Recent government and news reports have highlighted the vulnerability associated with our increasingly interconnected world. Hackers have been around since the dawn of Donkey Kong ®, but the sophistication of today’s complex information technology systems and the vital organisms they control have escalated their importance and the difficulty of protecting them. The distribution systems that support our grid are the circulatory system for the source of the nation’s vitality. These new threats are serious as a heart attack and just as potentially fatal. More appropriately, they are like a blood clot in the brain because they attack the intelligent aspect of grid management and could affect us at any time. Today, the DoD has no control over the prophylactic measures required to secure their energy sources. That responsibilities lie with the local utilities and DoD is at their mercy.

(GIVEN EXERCISE) Reproduce word for word the part of the grid security passage starting at "Recent government and" and ending at "at their mercy.".

(DATASET SECTION)
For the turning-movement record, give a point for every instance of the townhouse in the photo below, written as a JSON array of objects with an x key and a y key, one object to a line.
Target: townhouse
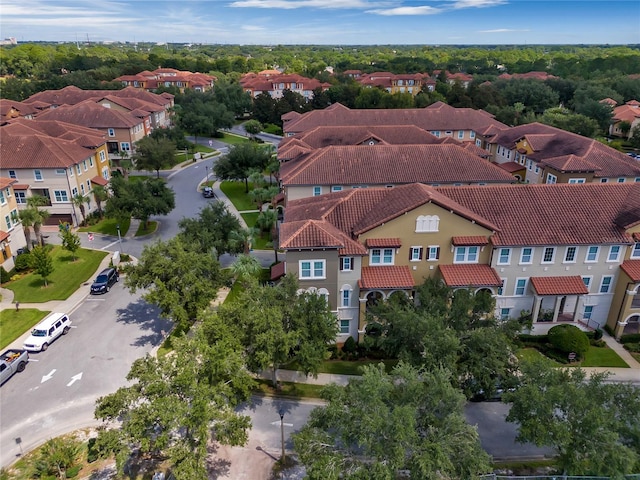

(RESPONSE BELOW)
Recent government and news reports have highlighted the vulnerability associated with our increasingly interconnected world. Hackers have been around since the dawn of Donkey Kong ®, but the sophistication of today’s complex information technology systems and the vital organisms they control have escalated their importance and the difficulty of protecting them. The distribution systems that support our grid are the circulatory system for the source of the nation’s vitality. These new threats are serious as a heart attack and just as potentially fatal. More appropriately, they are like a blood clot in the brain because they attack the intelligent aspect of grid management and could affect us at any time. Today, the DoD has no control over the prophylactic measures required to secure their energy sources. That responsibilities lie with the local utilities and DoD is at their mercy.